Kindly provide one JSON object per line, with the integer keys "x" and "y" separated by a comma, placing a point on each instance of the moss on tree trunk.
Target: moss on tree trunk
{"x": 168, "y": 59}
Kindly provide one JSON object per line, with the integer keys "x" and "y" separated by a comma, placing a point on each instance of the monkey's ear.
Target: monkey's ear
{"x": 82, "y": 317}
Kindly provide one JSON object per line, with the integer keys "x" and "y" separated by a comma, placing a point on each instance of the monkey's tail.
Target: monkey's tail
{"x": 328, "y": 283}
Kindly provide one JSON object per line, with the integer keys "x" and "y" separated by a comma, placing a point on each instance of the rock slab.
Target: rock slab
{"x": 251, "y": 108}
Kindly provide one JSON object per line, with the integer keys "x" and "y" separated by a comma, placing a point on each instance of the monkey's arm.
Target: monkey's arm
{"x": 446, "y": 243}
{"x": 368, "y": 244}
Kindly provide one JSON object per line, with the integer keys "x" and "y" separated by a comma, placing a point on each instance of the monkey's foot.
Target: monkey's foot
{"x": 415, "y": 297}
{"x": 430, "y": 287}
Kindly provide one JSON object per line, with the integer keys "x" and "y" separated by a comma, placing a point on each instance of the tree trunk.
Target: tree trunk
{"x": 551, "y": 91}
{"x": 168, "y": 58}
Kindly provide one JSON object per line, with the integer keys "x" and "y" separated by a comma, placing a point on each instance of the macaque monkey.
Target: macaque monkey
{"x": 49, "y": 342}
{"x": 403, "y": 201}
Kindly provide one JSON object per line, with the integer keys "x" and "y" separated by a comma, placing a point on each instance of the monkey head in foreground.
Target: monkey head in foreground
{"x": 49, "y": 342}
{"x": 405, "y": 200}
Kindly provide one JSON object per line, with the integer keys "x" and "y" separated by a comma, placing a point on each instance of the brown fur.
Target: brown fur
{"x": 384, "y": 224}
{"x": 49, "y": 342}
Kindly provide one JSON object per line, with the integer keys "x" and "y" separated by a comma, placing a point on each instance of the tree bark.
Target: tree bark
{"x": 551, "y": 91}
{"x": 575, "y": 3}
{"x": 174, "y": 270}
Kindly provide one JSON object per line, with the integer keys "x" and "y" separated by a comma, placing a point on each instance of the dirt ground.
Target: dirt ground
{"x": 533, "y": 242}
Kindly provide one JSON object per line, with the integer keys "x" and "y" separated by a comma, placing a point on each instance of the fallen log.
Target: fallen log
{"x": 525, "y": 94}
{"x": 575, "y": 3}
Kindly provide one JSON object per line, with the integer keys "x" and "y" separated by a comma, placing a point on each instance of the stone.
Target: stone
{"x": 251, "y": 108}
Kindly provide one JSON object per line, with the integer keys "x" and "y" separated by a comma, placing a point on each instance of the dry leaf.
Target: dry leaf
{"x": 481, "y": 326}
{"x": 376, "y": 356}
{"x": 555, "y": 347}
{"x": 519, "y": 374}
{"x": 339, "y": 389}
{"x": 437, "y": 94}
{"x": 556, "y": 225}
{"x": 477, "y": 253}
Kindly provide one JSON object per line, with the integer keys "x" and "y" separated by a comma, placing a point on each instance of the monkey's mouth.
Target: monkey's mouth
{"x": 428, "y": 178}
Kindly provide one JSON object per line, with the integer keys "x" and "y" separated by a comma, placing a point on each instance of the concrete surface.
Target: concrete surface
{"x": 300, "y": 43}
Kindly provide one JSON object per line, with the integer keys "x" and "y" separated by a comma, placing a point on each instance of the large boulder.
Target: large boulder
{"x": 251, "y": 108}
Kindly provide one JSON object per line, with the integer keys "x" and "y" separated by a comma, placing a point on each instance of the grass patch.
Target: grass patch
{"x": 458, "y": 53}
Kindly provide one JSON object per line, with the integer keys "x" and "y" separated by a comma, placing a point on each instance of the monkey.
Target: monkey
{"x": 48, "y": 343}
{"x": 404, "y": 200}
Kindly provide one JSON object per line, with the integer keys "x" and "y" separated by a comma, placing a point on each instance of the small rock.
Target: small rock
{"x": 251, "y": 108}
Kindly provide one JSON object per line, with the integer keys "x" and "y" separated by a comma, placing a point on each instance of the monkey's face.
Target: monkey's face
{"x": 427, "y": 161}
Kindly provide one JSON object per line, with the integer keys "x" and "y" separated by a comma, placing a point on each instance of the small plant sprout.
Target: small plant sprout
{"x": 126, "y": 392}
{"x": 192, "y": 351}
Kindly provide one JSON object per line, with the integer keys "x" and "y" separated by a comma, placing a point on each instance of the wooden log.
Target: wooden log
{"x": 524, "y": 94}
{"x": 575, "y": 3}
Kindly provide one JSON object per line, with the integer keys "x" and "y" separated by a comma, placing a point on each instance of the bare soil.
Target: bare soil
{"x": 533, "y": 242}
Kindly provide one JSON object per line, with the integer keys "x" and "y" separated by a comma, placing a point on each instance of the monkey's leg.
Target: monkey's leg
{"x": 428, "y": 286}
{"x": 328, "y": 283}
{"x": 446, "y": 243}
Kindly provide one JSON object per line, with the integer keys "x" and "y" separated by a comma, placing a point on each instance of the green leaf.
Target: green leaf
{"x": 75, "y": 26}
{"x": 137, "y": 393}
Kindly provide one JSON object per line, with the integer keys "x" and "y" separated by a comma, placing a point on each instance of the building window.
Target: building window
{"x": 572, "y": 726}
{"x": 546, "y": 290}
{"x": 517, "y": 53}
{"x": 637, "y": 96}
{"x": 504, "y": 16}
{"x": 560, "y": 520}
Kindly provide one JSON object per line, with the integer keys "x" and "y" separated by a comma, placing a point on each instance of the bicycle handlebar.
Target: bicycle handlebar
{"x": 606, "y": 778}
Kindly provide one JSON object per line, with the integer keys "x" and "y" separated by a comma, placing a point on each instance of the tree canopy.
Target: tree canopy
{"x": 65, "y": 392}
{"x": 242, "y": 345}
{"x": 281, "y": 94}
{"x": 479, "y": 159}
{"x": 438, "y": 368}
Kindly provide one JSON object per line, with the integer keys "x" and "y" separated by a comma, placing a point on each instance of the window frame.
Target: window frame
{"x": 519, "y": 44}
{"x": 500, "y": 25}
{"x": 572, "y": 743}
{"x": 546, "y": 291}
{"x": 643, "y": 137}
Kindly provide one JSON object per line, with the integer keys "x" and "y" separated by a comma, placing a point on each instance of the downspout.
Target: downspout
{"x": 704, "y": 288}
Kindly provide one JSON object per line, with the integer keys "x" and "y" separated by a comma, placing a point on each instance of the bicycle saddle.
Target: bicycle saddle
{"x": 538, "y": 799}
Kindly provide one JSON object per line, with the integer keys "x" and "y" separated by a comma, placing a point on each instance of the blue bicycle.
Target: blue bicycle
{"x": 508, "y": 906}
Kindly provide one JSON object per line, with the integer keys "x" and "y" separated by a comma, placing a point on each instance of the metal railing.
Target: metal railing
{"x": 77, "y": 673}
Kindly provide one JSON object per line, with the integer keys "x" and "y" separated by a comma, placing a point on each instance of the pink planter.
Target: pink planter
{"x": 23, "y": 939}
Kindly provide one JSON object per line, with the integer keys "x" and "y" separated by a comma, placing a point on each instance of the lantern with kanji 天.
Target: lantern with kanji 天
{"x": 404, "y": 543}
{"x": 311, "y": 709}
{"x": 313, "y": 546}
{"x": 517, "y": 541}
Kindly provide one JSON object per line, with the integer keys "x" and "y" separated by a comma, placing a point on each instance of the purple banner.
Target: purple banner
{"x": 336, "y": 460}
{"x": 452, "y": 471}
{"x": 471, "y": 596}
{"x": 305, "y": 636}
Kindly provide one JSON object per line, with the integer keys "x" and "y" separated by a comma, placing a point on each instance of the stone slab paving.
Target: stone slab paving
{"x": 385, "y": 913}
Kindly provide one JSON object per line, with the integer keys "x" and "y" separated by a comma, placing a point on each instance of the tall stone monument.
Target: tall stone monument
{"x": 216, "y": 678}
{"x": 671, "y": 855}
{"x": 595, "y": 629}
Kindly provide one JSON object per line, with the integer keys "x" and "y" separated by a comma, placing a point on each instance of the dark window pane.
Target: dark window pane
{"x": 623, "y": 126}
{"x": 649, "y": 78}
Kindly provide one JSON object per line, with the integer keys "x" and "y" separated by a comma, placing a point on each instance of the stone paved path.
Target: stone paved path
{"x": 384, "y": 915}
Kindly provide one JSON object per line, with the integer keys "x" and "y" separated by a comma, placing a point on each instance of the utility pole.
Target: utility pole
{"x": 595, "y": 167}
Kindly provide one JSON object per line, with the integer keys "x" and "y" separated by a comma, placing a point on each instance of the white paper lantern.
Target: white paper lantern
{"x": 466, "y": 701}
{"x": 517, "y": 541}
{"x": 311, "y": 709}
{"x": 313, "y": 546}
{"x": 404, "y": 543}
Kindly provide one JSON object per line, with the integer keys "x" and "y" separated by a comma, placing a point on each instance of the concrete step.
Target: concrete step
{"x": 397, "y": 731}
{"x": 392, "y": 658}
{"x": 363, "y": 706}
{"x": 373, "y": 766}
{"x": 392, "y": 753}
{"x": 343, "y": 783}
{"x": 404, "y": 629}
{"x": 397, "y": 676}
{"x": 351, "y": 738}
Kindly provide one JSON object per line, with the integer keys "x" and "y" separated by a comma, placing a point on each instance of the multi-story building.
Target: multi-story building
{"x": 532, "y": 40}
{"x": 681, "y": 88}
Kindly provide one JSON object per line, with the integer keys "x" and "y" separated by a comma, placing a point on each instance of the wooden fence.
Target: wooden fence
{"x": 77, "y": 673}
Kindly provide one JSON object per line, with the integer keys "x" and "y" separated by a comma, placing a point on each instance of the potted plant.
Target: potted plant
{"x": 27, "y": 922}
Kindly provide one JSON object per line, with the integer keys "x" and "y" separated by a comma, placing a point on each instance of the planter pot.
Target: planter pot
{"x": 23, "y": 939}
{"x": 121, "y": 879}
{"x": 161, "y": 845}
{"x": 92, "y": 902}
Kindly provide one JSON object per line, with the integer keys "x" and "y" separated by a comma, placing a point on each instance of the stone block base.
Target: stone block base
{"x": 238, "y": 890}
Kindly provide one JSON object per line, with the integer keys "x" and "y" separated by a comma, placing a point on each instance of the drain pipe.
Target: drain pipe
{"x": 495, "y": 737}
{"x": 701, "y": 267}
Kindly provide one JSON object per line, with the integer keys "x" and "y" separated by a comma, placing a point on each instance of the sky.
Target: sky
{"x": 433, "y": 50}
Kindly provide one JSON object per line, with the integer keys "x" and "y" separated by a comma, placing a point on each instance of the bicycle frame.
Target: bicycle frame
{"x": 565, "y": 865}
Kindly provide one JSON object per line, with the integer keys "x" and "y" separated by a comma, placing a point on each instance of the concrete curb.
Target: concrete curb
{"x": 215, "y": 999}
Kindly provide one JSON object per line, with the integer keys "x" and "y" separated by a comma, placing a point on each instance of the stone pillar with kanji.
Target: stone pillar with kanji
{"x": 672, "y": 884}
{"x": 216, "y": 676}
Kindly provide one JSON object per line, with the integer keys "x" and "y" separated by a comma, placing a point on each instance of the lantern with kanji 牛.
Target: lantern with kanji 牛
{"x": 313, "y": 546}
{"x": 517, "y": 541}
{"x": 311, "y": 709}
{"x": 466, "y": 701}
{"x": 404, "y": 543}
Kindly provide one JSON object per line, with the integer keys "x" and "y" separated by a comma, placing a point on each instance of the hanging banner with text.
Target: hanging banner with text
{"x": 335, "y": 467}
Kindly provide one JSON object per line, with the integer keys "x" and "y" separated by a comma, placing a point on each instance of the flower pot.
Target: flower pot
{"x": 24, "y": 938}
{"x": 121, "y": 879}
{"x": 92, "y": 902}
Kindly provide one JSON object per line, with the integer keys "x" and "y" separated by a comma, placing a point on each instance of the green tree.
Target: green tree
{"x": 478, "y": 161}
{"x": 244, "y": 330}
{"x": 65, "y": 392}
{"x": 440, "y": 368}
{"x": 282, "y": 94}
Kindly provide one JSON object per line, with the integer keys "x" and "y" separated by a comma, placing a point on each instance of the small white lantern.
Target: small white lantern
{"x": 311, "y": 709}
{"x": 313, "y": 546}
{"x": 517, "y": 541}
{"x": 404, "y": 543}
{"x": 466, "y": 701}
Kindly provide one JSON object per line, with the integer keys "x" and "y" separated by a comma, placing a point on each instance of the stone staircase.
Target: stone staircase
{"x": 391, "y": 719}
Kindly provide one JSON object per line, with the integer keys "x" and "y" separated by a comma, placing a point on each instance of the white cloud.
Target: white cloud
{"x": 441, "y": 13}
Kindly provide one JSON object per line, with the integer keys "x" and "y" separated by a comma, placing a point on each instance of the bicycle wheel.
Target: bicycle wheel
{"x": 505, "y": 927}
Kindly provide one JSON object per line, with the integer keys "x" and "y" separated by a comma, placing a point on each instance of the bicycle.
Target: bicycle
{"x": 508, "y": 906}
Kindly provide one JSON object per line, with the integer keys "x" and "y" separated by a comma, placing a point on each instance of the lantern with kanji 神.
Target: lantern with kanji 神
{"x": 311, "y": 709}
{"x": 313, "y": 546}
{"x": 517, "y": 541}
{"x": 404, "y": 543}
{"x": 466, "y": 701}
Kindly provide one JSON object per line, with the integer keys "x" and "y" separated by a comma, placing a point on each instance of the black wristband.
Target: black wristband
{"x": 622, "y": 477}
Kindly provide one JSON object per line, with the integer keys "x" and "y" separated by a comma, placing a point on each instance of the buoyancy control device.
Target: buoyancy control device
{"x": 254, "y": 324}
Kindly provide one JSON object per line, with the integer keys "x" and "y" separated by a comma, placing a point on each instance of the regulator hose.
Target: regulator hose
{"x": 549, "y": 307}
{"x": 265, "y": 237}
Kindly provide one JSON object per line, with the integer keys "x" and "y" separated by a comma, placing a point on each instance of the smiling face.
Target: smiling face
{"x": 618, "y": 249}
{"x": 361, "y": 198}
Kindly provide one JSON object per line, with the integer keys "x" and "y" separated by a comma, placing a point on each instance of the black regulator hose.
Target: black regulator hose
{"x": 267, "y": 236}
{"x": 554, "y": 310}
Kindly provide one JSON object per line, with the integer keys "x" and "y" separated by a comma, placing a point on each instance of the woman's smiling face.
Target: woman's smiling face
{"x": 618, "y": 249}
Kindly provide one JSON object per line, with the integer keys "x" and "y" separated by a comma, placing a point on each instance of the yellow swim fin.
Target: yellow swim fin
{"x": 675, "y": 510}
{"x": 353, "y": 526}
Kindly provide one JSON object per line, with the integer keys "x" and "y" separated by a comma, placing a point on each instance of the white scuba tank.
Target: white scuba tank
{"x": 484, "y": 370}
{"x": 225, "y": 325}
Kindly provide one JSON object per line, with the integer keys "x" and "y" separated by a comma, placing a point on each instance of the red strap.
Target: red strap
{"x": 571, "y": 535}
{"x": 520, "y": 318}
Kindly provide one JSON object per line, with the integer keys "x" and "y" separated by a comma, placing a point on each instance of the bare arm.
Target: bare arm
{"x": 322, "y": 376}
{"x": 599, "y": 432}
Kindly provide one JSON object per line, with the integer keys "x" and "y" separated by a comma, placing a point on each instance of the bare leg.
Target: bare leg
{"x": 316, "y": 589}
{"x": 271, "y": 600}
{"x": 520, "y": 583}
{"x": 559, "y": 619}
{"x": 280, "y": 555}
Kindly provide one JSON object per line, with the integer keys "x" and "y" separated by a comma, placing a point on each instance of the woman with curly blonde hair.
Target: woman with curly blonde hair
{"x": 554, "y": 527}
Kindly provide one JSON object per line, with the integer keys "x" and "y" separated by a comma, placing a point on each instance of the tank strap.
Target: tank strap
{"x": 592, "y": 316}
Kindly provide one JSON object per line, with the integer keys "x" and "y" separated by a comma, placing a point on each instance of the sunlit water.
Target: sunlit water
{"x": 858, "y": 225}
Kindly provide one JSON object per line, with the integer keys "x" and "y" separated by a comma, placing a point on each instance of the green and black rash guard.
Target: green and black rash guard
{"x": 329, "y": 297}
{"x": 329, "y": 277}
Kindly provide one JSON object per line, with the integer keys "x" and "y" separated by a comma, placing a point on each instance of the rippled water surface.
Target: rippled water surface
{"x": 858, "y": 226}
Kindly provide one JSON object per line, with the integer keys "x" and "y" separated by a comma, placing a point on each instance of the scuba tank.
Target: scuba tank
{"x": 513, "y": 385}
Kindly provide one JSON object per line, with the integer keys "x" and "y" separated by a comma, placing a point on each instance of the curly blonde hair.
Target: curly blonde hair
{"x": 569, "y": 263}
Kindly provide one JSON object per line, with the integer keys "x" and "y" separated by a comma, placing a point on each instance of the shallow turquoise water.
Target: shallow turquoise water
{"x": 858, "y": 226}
□ □ □ □
## WORK TO DO
From the line holding "the sunlit water." to the last line of the records, quote each line exactly and add nothing.

## FINAL ANSWER
Kindly provide one JSON object per line, with the integer keys "x" and "y" separated by a comma, placing a point on each instance of the sunlit water.
Target: sunlit water
{"x": 858, "y": 225}
Kindly provide one JSON object per line, with the integer keys "x" and "y" separated by a comma, placing a point on each instance of the green and black rash guard.
Target: green and black rash guard
{"x": 329, "y": 297}
{"x": 329, "y": 277}
Kindly provide one JSON object per line, with the integer keys "x" and "y" separated by a comma, placing a point on each instance of the rippled water surface.
Target: rippled water surface
{"x": 858, "y": 226}
Kindly provide one JSON object per line, with the integer keys "x" and "y" separated by a comma, placing a point on each instance of the scuba tank.
Target: scuba tank
{"x": 513, "y": 385}
Kindly provide one JSON object per line, with the integer keys "x" and "y" separated by a comma, placing a point on each instance of the curly blonde hair.
Target: curly blonde hair
{"x": 569, "y": 263}
Kindly provide one JSON object per line, with the integer keys "x" and "y" separated by a comma, placing a point on each instance of the shallow turquoise water.
Target: shallow turquoise water
{"x": 858, "y": 226}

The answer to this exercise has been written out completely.